● **Source records**:

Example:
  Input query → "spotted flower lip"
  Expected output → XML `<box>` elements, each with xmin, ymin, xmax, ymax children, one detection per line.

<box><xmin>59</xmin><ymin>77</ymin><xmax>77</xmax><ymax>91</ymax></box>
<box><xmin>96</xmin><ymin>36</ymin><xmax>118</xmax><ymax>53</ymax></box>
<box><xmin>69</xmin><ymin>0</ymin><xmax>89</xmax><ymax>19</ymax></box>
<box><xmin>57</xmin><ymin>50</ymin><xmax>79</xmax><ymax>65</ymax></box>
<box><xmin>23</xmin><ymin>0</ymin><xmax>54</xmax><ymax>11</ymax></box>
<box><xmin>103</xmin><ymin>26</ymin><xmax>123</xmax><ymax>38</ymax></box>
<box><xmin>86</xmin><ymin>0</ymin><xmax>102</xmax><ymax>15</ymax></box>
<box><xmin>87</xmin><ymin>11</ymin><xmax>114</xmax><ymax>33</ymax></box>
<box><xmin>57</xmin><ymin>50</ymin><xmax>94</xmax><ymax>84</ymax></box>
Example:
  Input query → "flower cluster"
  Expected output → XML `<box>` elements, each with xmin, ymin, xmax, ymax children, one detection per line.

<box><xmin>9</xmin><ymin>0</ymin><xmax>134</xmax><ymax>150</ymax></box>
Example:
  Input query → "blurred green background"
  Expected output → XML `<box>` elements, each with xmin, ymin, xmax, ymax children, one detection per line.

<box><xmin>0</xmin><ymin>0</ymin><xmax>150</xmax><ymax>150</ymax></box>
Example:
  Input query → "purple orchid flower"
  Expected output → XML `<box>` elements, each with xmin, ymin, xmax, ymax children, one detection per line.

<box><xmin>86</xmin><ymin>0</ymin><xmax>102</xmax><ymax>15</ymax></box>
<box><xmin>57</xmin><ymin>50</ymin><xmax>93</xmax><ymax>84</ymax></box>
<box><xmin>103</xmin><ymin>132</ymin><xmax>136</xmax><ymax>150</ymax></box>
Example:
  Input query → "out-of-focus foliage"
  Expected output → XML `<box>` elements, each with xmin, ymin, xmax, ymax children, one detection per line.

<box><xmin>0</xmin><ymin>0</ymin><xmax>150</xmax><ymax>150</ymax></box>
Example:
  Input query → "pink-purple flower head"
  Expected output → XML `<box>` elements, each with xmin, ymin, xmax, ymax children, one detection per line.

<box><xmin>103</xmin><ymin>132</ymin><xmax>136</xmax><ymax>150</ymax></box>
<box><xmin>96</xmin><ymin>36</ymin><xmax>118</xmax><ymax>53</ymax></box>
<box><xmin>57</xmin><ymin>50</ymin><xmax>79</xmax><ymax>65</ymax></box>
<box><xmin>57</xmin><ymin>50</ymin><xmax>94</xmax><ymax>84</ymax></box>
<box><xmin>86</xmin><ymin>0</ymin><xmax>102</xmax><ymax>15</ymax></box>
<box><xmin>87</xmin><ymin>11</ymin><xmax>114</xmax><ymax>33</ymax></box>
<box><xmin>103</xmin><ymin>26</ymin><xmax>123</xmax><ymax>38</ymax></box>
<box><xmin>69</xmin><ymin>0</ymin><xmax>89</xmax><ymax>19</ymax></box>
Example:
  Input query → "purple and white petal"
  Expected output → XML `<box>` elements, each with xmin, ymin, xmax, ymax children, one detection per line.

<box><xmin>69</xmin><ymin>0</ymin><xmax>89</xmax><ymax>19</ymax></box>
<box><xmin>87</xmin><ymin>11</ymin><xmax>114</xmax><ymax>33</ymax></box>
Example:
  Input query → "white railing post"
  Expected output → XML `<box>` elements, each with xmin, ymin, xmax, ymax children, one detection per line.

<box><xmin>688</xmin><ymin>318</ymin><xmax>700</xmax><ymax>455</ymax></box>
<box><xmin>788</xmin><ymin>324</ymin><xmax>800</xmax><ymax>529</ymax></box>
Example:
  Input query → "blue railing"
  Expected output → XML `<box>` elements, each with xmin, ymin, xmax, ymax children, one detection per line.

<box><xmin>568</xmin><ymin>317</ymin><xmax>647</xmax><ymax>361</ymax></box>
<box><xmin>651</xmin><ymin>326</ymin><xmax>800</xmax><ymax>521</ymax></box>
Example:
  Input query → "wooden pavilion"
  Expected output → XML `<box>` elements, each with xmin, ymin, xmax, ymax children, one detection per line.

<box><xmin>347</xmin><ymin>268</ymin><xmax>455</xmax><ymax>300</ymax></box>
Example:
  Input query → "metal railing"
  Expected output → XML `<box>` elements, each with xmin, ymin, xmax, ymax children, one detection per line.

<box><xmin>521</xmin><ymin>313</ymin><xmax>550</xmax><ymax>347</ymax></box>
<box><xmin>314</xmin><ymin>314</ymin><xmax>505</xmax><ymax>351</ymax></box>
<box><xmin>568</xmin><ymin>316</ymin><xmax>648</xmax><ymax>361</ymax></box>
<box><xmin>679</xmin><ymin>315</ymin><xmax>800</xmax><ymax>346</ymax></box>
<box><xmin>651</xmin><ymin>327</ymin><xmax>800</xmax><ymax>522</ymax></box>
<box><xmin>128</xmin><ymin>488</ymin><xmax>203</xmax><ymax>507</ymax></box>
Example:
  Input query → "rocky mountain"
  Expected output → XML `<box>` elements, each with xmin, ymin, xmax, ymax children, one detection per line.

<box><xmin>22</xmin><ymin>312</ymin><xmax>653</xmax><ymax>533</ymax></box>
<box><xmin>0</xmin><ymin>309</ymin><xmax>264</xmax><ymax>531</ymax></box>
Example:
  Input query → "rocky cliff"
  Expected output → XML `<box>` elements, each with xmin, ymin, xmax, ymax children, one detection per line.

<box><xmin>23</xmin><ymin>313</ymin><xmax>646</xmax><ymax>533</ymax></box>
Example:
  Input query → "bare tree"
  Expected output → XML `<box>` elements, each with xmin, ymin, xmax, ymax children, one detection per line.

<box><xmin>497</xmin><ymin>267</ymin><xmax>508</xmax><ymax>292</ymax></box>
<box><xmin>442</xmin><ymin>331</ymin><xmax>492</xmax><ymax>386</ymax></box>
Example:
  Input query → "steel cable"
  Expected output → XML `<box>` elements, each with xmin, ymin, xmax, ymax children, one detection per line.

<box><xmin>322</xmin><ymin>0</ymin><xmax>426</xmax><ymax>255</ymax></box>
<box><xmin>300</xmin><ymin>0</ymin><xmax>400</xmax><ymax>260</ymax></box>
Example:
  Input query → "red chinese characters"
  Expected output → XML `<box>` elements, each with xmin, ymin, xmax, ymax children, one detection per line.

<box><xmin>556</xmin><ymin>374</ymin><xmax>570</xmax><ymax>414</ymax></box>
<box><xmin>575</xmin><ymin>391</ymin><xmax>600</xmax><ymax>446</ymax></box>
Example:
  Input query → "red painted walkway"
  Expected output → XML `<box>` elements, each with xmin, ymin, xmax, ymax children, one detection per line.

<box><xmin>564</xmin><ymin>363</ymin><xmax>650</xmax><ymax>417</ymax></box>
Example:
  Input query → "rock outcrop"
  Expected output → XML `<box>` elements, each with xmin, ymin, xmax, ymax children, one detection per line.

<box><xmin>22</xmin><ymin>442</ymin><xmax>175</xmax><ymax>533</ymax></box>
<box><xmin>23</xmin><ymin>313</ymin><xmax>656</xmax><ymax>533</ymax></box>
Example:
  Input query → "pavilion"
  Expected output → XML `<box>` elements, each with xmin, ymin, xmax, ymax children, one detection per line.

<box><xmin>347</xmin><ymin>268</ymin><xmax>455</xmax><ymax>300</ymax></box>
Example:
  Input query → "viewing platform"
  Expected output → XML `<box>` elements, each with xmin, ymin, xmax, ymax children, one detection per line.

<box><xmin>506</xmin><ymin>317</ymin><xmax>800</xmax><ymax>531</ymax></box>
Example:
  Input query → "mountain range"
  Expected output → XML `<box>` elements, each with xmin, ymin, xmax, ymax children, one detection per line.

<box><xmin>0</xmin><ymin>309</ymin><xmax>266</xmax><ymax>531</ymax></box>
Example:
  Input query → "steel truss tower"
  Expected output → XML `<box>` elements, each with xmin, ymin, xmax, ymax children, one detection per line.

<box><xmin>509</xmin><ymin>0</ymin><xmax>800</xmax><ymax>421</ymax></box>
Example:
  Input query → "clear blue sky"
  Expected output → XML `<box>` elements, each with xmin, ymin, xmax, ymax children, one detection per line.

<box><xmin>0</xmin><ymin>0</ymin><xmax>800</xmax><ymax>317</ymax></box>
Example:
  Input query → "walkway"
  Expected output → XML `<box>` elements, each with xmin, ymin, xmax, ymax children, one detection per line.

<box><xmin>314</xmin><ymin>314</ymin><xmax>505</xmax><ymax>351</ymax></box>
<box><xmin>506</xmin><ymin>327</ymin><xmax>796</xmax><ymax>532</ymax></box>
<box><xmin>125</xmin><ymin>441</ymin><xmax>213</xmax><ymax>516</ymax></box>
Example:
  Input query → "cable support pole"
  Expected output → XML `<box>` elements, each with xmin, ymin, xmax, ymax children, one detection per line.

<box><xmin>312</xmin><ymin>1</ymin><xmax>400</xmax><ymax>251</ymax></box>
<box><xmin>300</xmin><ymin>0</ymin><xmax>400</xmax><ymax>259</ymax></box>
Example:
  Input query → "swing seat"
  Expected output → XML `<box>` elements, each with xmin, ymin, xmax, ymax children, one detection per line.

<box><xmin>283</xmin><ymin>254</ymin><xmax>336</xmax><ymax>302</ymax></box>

● **Goal**: Count the lines in the items that contain the word "cable". Give only the number.

● **Reply**: 2